ACTIVITY = Return the listing below character for character.
━━━━━━━━━━━━━━━━━━━━
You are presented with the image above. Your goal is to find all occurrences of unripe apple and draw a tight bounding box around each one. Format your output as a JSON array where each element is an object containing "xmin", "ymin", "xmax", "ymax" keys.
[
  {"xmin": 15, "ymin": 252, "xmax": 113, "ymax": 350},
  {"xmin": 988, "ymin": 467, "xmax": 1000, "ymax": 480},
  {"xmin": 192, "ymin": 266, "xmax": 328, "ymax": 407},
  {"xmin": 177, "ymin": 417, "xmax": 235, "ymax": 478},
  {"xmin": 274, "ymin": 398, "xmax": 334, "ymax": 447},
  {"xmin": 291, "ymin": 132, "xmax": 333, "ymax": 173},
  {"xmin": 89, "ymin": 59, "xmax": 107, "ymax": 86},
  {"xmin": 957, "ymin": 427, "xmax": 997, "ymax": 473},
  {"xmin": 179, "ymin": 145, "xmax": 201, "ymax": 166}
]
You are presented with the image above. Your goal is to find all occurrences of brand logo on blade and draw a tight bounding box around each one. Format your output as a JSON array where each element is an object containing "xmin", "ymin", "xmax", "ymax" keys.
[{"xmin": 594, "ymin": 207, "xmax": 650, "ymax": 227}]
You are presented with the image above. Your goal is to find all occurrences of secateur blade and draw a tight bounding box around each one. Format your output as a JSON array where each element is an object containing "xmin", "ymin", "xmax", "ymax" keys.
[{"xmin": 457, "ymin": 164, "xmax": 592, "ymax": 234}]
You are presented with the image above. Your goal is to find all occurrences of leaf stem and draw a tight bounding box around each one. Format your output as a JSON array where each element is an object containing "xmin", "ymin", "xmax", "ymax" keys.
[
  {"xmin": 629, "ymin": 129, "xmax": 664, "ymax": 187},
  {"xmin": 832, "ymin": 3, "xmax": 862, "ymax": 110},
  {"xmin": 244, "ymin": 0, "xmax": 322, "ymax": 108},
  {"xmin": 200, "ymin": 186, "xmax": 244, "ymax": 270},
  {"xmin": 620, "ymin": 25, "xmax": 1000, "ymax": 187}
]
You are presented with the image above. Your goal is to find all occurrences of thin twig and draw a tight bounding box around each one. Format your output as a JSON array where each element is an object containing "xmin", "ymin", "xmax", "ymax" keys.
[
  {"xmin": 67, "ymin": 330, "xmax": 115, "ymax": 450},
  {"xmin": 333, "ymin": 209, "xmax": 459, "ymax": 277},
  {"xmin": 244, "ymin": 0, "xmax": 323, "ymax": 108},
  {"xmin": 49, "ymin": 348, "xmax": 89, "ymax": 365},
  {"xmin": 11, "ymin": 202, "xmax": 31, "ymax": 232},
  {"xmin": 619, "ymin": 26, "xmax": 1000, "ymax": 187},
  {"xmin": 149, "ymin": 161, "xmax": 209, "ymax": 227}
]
━━━━━━━━━━━━━━━━━━━━
WRITTEN SOLUTION =
You are presented with the image above. Your goal is to find all occurrences of unripe apple and draw a tight bounding box around each one. Format your output as a JSON array where each element is an object containing "xmin", "ymin", "xmax", "ymax" keys.
[
  {"xmin": 15, "ymin": 252, "xmax": 113, "ymax": 350},
  {"xmin": 988, "ymin": 467, "xmax": 1000, "ymax": 480},
  {"xmin": 192, "ymin": 266, "xmax": 328, "ymax": 407},
  {"xmin": 177, "ymin": 417, "xmax": 235, "ymax": 478},
  {"xmin": 274, "ymin": 398, "xmax": 334, "ymax": 447},
  {"xmin": 291, "ymin": 132, "xmax": 333, "ymax": 173},
  {"xmin": 89, "ymin": 59, "xmax": 107, "ymax": 86},
  {"xmin": 957, "ymin": 427, "xmax": 997, "ymax": 473},
  {"xmin": 179, "ymin": 145, "xmax": 201, "ymax": 166}
]
You are presented with the image above. Your goal is to find all occurrences of brand logo on blade and draw a tight bounding box around each one. Format your output as a JSON array where each element is an object containing "xmin", "ymin", "xmax", "ymax" keys.
[{"xmin": 594, "ymin": 207, "xmax": 650, "ymax": 227}]
You are presented with the image above. Your goal is to find all occurrences of secateur blade and draw a tight bounding box around each one. Format your output as a JSON array where each element is an object containing "xmin", "ymin", "xmax", "ymax" keys.
[{"xmin": 457, "ymin": 164, "xmax": 592, "ymax": 234}]
You are presented with the image above. Your goal is to find all occurrences of leaf stem and draw a tight bounding box around each one. Format your output as a JSON array where each element is an object containing "xmin", "ymin", "xmax", "ymax" keys.
[
  {"xmin": 629, "ymin": 129, "xmax": 664, "ymax": 187},
  {"xmin": 832, "ymin": 3, "xmax": 862, "ymax": 110},
  {"xmin": 244, "ymin": 0, "xmax": 322, "ymax": 108},
  {"xmin": 200, "ymin": 186, "xmax": 244, "ymax": 270},
  {"xmin": 620, "ymin": 25, "xmax": 1000, "ymax": 187}
]
You are presented with the image above. Your goal is to find all occurrences of thin twig and draw a tight bounding box around each one. Format your output as a JSON array where each element is an object containing "xmin", "ymin", "xmax", "ymax" keys.
[
  {"xmin": 67, "ymin": 330, "xmax": 115, "ymax": 450},
  {"xmin": 333, "ymin": 209, "xmax": 459, "ymax": 277},
  {"xmin": 244, "ymin": 0, "xmax": 323, "ymax": 108},
  {"xmin": 49, "ymin": 348, "xmax": 89, "ymax": 365},
  {"xmin": 11, "ymin": 202, "xmax": 31, "ymax": 232},
  {"xmin": 619, "ymin": 26, "xmax": 1000, "ymax": 187},
  {"xmin": 149, "ymin": 161, "xmax": 209, "ymax": 227}
]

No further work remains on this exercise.